Abdel Monem later became the chairman of the board of the government-controlled al Ahram Foundation and was thus by definition part of the regime.  He was pushed out of that lofty position after the uprising, though he continues to have a column at the daily newspaper, al Ahram.  Abdel Monem is a member of the widely detested felool—remnants—but he was and still is a very good strategic analyst.   Why the meditation on a meeting that happened four years ago?  You would never know it from the msm, twitter, or anywhere else, but Abdel Monem’s Sinai scenarios could become a reality soon.  On Wednesday, the IDF mobilized six reserve battalions (an additional 16 were authorized and will be mobilized, if necessary) as a precautionary measure given the potential for instability in the Syria and Egypt to affect Israeli security.

This issue has been simmering for since last summer, but it seems to be heating up now.  On April 24, the Israeli prime minister called the Sinai the “Wild West.”  Netanyahu was responding the bombing of the el Arish –Ashkelon pipeline—the fourteenth—but Israel’s concerns run deeper than a commercial deal that is now in jeopardy.  As I wrote last August, the Sinai is a haven for drug smuggling, human trafficking, gun running, and extremists of all types, ranging from Egyptiantakfiris and Palestinian jihadists to al Qaeda sympathizers.  The obvious answer to the problem of security in the Sinai is to deploy more Egyptian forces in the area, a step that is subject to Israeli approval under the Camp David Accords and the Egypt-Israel peace treaty.  The Israelis have actually been forward leaning on the issue, giving the Supreme Council of the Armed Forces the green light for Operation Eagle last summer and Israel’s Defense Minister, Ehud Barak, signaled that Jerusalem might be willing to revisit the restrictions on Egyptian forces in the Sinai.

Job> For each statement, say whether the Sinai passage supports it (yes or no), and quote the exact words from the passage that settle it. (a) Abdel Monem no longer writes a column for al Ahram. (b) The IDF mobilized six reserve battalions on Wednesday. (c) Sending more Egyptian forces into the Sinai requires Israeli approval. The listing that comes next is separate material, unrelated to the Sinai passage.

Data excerpt>
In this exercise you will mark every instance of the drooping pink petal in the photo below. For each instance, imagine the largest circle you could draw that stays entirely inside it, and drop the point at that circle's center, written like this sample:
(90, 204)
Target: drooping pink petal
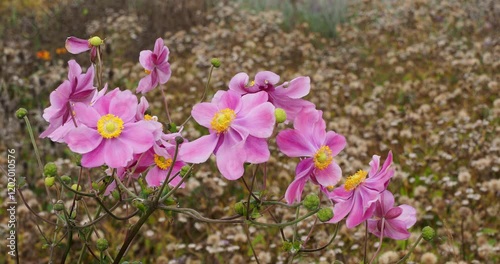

Worked answer>
(a) No: "he continues to have a column at the daily newspaper, al Ahram"
(b) Yes: "On Wednesday, the IDF mobilized six reserve battalions"
(c) Yes: "a step that is subject to Israeli approval under the Camp David Accords and the Egypt-Israel peace treaty"